> What to do
Copy out the whole oil market report below word for word, with no changes.
** Passage to read follows **
Crude futures retreated 32 cents Thursday, as the euro plummeted to its lowest level against the U.S. dollar since November.
The greenback gained 1.5 percent after European Central Bank's President Jean-Claude Trichet announced that the institution has no immediate plans of increasing interest rates. A stronger dollar curbs the appeal of commodities, making it more expensive for foreign buyers. A decrease in new unemployment insurance claims, reported by the U.S. Department of Labor, also helped strengthen the dollar.
Meanwhile, the political turmoil in Egypt worsened as clashes became more violent between supporters of the government and those protesting against it. Investors continue to fear that the violence may spread across the Middle East and North Africa, causing a disruption in oil supplies. Combined, the Middle East and North Africa produce more than a one-third of the world's oil. The International Energy Agency (IEA), however, maintains that crude prices will decrease due because the Organization of Petroleum Exporting Countries (OPEC) can boost supply by using spare capacity.
** End of Passage to read **
** Data extract follows **
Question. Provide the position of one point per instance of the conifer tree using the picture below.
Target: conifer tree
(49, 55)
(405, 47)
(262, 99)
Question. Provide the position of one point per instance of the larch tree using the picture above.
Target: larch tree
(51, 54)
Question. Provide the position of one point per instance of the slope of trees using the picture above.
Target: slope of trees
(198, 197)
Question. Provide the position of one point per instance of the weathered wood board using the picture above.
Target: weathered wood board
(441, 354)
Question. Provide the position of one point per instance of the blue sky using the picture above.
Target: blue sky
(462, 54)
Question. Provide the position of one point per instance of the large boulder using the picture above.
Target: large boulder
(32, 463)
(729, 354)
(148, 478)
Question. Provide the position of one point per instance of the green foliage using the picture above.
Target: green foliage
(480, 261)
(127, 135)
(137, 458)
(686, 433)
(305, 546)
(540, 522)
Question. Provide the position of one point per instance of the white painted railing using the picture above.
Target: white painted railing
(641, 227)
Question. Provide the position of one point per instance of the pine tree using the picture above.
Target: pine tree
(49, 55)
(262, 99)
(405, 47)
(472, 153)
** End of Data extract **
> Exercise response
Crude futures retreated 32 cents Thursday, as the euro plummeted to its lowest level against the U.S. dollar since November.
The greenback gained 1.5 percent after European Central Bank's President Jean-Claude Trichet announced that the institution has no immediate plans of increasing interest rates. A stronger dollar curbs the appeal of commodities, making it more expensive for foreign buyers. A decrease in new unemployment insurance claims, reported by the U.S. Department of Labor, also helped strengthen the dollar.
Meanwhile, the political turmoil in Egypt worsened as clashes became more violent between supporters of the government and those protesting against it. Investors continue to fear that the violence may spread across the Middle East and North Africa, causing a disruption in oil supplies. Combined, the Middle East and North Africa produce more than a one-third of the world's oil. The International Energy Agency (IEA), however, maintains that crude prices will decrease due because the Organization of Petroleum Exporting Countries (OPEC) can boost supply by using spare capacity.